READING PASSAGE Block Start
Yet Conrad and Gordon
read the current wave very differently.
Conrad essentially believes that the
last Kondratieff wave bottomed out
in the recession of the 1980s and
that a new fifth wave began in the
early 1990s with the infamous tech
boom, which met an equally infamous
correction in 2000. Conrad accepts
that the stock market has played itself
out but reckons that commodities will
do well for another 10 years at least.
Generally speaking, he believes that
the current expansionary phase of
this long wave promises a long and
strong prosperity, much like the 1960s
and 1970s. That doesn’t mean
there won’t be modest or short
corrections or political upheavals.
But he doesn’t see any tsunami-like
trouble ahead for a long time.
Conrad’s optimistic
assessment is supported by a number
of mainstream economists. Sherry Cooper,
for example, “can’t help
being excited” about the current
up wave and describes the stock bust
of 2000 as just a speculative excess.
READING PASSAGE Block End
EXCERPTED RECORDS Block Start
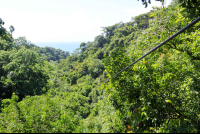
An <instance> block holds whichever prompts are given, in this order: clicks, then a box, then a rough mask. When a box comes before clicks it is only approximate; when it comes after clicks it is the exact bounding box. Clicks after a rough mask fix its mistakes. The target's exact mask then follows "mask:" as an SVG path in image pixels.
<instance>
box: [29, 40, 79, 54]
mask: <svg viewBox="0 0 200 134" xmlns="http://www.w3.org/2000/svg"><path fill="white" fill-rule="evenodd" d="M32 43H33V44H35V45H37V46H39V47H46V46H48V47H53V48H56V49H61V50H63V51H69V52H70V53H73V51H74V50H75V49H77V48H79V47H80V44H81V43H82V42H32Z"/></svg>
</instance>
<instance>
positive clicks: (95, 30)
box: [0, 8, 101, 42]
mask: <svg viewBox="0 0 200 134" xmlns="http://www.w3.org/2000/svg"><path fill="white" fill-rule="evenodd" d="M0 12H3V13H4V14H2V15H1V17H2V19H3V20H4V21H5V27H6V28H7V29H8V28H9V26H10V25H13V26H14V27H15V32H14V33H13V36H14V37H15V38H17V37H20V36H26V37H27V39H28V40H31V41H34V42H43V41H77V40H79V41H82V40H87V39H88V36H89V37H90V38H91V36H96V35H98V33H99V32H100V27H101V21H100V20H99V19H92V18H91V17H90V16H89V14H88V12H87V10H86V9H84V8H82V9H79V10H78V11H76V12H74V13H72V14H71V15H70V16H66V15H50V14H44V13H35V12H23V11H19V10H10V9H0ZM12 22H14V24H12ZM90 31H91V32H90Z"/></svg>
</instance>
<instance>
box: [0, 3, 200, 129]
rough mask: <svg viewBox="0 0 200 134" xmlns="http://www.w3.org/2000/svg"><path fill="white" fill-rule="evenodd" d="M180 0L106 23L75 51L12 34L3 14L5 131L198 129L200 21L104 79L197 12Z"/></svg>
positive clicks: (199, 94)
EXCERPTED RECORDS Block End
EXCERPTED RECORDS Block Start
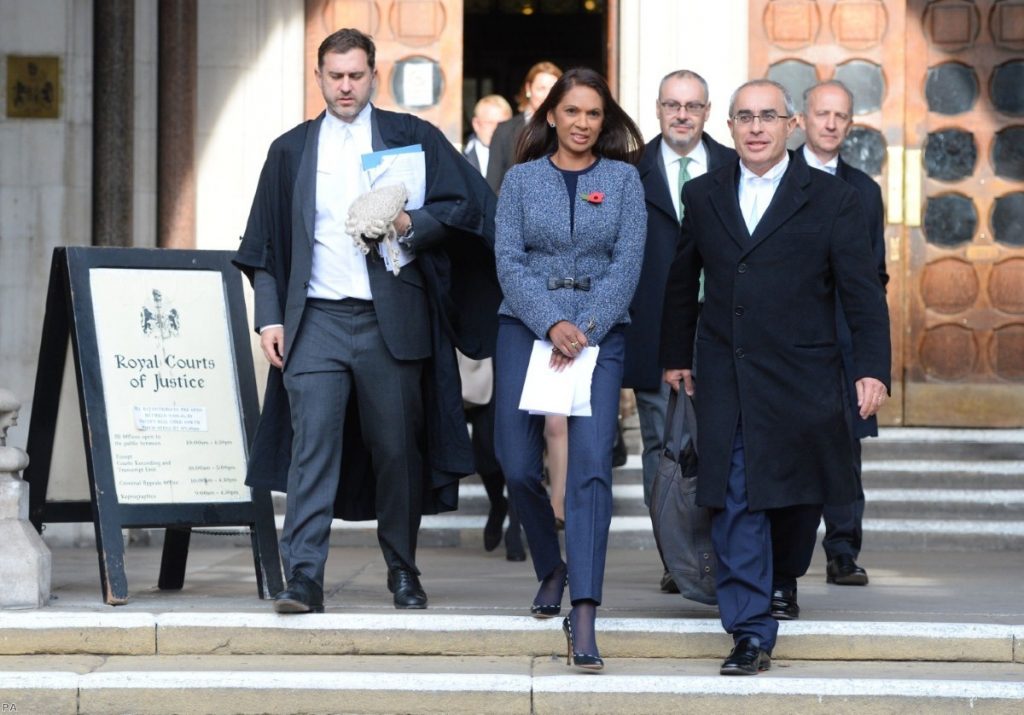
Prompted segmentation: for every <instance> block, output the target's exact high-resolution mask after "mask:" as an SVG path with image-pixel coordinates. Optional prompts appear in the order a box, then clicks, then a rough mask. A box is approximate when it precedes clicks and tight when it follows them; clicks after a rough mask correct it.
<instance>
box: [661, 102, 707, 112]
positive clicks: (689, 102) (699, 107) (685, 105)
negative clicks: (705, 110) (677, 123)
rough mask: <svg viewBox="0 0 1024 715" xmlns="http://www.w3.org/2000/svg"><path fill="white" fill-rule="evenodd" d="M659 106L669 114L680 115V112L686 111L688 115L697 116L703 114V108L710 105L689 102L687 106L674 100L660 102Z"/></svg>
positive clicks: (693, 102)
EXCERPTED RECORDS Block End
WHAT TO WORK ON: Quote the passage about Kondratieff waves, starting with "But he doesn’t" and going on through "a speculative excess.". The lines above are separate material and have no connection to the passage about Kondratieff waves.

COMPLETED EXERCISE:
But he doesn’t see any tsunami-like
trouble ahead for a long time.
Conrad’s optimistic
assessment is supported by a number
of mainstream economists. Sherry Cooper,
for example, “can’t help
being excited” about the current
up wave and describes the stock bust
of 2000 as just a speculative excess.